[Point annotation dataset lines]
========================
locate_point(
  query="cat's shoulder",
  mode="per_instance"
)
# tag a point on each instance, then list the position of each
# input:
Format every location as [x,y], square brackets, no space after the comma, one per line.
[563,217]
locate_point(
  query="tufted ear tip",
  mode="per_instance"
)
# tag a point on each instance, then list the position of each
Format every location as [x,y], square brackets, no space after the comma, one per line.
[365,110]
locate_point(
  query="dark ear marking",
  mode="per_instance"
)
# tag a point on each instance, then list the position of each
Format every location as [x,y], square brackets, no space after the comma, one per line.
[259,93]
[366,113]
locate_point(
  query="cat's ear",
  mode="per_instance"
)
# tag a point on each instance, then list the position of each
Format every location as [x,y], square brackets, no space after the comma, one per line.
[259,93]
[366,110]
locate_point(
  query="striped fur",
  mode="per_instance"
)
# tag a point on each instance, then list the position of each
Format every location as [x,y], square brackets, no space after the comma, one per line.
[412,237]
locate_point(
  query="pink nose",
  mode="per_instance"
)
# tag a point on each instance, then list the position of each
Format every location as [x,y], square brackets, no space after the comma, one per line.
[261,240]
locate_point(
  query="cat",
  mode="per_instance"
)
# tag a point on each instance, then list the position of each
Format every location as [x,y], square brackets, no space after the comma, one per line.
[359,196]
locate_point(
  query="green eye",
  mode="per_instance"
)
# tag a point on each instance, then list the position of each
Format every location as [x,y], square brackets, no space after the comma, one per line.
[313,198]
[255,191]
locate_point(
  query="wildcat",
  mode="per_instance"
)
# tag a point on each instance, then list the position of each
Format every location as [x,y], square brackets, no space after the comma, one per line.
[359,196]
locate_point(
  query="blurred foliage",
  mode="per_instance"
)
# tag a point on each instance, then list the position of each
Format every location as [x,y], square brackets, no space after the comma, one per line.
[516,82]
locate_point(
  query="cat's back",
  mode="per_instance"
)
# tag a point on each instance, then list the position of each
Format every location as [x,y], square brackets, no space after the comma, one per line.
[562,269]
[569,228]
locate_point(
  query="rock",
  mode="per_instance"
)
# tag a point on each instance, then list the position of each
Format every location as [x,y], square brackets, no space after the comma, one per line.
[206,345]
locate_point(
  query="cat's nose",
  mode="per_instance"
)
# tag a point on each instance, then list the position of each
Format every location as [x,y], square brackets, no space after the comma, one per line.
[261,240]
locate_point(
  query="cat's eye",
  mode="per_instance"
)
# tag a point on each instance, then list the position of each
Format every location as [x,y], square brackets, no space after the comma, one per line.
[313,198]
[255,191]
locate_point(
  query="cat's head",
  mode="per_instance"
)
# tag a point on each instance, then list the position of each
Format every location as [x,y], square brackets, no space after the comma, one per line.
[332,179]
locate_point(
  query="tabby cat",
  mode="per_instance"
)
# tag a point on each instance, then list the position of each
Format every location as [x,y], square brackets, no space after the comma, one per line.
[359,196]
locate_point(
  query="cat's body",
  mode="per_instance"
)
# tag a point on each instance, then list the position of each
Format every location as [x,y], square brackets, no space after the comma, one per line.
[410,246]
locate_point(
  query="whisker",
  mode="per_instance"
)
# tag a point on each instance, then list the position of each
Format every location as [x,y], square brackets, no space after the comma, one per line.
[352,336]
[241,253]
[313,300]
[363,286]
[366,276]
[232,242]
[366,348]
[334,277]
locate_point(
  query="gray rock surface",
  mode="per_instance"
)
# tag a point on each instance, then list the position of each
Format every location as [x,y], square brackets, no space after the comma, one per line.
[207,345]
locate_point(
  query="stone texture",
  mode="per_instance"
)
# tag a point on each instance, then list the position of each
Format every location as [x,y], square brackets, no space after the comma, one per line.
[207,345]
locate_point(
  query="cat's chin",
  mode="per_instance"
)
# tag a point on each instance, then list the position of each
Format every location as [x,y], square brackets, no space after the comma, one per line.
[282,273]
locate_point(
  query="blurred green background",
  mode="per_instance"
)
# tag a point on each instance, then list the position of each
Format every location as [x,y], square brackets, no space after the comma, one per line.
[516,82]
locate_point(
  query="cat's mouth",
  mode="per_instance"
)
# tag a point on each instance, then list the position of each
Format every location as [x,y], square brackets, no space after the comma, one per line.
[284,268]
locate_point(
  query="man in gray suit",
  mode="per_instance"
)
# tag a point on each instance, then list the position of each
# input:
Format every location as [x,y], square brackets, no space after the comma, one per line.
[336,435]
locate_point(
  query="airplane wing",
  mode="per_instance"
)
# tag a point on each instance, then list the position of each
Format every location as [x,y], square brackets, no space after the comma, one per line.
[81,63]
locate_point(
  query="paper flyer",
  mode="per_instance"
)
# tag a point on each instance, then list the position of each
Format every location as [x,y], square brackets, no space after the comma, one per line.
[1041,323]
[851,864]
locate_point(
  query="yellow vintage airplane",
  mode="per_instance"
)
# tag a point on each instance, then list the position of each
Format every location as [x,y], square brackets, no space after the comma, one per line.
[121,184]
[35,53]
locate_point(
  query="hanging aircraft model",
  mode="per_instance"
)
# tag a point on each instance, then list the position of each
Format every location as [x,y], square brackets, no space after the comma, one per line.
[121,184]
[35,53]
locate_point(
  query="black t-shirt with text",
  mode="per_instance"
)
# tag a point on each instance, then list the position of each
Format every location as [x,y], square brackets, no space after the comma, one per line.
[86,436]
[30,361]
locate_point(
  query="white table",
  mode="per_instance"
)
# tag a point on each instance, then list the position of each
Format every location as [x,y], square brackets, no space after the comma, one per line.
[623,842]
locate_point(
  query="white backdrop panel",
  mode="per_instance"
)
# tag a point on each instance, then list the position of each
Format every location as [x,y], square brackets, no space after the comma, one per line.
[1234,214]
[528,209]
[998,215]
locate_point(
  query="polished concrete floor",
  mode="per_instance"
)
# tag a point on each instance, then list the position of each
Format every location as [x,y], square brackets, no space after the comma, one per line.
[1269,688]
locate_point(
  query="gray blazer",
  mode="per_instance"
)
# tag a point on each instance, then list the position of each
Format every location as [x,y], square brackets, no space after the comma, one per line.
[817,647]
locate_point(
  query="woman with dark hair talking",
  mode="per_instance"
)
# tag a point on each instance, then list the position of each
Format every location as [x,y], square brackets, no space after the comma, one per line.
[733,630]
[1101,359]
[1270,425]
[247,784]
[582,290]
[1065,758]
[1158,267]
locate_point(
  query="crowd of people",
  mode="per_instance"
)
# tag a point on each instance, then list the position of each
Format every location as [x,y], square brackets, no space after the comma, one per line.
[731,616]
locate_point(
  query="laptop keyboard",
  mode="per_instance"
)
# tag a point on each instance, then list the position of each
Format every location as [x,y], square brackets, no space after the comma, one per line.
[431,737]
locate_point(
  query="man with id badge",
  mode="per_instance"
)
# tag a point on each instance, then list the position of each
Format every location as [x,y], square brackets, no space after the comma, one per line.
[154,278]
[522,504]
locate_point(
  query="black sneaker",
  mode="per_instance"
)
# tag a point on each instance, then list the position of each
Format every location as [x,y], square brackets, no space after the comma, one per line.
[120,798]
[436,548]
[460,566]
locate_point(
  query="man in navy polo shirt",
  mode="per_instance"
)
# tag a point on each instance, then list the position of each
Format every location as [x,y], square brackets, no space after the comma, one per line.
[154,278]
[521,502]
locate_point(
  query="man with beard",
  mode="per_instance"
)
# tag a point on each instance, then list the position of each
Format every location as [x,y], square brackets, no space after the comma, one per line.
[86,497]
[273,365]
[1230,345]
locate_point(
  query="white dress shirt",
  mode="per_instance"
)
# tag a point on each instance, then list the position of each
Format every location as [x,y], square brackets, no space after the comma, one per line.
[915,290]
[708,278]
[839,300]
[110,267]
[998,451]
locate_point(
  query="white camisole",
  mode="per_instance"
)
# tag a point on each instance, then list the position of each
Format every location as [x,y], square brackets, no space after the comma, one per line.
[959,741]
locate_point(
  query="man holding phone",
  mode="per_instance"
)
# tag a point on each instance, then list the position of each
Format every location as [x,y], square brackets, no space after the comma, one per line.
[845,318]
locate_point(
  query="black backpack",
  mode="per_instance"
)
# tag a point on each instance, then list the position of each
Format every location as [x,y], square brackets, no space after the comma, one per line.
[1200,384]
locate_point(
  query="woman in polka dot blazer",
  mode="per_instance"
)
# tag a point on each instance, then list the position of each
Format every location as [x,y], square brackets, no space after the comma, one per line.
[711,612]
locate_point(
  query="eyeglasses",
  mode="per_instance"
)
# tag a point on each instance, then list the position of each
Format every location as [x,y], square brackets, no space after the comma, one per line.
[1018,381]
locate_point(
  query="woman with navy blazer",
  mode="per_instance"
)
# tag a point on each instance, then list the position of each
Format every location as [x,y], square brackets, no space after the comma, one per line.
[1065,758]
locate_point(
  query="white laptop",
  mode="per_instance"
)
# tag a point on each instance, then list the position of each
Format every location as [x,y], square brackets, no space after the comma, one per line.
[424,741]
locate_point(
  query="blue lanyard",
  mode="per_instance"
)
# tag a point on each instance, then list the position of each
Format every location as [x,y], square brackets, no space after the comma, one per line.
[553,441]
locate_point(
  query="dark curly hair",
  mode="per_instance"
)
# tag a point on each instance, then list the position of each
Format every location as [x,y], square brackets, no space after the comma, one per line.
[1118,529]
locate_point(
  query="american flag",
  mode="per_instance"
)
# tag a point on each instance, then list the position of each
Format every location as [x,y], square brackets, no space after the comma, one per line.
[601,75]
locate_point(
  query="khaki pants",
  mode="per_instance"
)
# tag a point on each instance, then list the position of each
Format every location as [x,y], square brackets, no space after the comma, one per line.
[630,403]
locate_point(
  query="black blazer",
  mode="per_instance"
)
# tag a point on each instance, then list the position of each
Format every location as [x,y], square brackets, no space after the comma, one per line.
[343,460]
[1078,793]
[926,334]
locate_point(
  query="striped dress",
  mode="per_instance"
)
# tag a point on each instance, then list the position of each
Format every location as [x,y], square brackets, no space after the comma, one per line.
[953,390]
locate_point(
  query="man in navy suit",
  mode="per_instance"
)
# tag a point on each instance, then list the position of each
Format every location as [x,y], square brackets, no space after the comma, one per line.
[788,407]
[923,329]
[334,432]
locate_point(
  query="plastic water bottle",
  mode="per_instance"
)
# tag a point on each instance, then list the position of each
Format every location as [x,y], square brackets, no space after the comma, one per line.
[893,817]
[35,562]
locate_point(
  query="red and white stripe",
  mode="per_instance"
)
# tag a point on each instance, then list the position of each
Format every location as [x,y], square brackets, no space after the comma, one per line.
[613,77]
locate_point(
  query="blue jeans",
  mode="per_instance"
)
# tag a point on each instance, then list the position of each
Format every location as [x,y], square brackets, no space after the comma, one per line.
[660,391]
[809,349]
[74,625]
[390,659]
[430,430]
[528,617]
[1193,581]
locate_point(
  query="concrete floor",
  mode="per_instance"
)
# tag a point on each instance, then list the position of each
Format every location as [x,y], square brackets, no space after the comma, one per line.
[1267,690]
========================
Task brief => Return every line above that contains the word "hair", matching its case exactly.

Result =>
  query="woman with dark hair talking",
  query="dark curly hair",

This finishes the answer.